Natural-language object grounding data
____

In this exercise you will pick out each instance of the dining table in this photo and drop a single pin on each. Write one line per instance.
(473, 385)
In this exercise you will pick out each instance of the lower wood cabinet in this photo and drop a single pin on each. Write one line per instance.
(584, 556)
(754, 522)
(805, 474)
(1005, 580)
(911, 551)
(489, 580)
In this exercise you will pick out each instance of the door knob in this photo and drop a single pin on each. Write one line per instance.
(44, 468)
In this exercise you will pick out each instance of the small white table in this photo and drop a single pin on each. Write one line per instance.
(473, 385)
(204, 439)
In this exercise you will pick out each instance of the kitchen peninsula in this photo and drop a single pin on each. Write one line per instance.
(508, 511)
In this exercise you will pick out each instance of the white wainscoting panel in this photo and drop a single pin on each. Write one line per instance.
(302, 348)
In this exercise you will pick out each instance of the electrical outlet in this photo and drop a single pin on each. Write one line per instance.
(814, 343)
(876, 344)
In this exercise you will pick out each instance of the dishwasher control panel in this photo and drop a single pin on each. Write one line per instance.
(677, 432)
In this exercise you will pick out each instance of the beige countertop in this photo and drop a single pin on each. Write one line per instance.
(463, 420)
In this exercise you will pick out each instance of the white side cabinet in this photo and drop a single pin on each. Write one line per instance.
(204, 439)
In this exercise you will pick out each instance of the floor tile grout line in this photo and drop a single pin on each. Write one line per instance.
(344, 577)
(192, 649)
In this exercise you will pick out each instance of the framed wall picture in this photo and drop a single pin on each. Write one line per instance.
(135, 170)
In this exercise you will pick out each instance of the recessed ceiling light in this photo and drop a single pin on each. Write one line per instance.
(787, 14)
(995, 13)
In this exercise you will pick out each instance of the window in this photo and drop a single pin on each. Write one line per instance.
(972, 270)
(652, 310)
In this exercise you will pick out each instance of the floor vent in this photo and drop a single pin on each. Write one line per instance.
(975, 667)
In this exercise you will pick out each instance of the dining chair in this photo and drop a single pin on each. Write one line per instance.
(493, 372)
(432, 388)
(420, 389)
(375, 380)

____

Your assignment ->
Repeat every record above precisely.

Result ->
In this exercise you will pick out each instance of the dining table in this photo and drop a single pin on each. Write one line per instance.
(473, 385)
In this exercise you will pick out each instance of the lower wood cabinet in this photo and drop a single pin on each. Write one line per instance.
(584, 556)
(754, 522)
(805, 474)
(1005, 580)
(911, 551)
(489, 580)
In this exercise you will pick out each instance of the door knob in this photo and drop a single pin on each. Write one line per instance.
(44, 468)
In this exercise you will pick out each instance of the small white table in this photo and drop a single pin on each. Write one line per instance.
(473, 385)
(204, 439)
In this exercise you will pick out each instance of the kitchen peninsula in this photo and drop a single pin on each. Write one line per instance.
(508, 511)
In this exercise you will pick out each instance of the white wainscoting panel in this photo and drop a single pin on each. Write one line per instance.
(302, 348)
In this exercise you will pick out each instance of the electrical outlet in this photo and drop a single pin on each. Write one line per instance.
(814, 343)
(876, 344)
In this exercise you will pick out each instance of the dishwasher control panel in this photo and drop a single pin on each. Write one line per instance.
(677, 432)
In this exercise you will pick out each instance of the beige countertop in this photo and drop a single pin on each. Write one line per instance.
(463, 420)
In this exercise you will pick out each instance of the white side cabinet in this photo and drop a single pin on each. Write one line per instance.
(204, 439)
In this exercise you will pick out each instance of the floor tile grout line in this photo and drop a single pin on each. Write one line per instance.
(344, 577)
(192, 649)
In this exercise you will pick out each instance of the framed wall picture in this photo and drop a single pin on each. Write one line per instance.
(135, 170)
In this exercise you will pick out each instance of the recessed ceiling light in this photo and drop a single pin on each. Write one line per instance.
(787, 14)
(995, 13)
In this exercise you will pick out each instance of the window in this photo and drop a single pin on each. Write one line per instance.
(972, 270)
(652, 310)
In this exercise you will pick out each instance of the floor vent in this photo and drop a single pin on each. Write one line per instance.
(975, 667)
In this exercise you will pick out each instance of the dining chair in this photo and drop a single pin on each. Write one line per instance.
(493, 372)
(432, 388)
(420, 389)
(375, 380)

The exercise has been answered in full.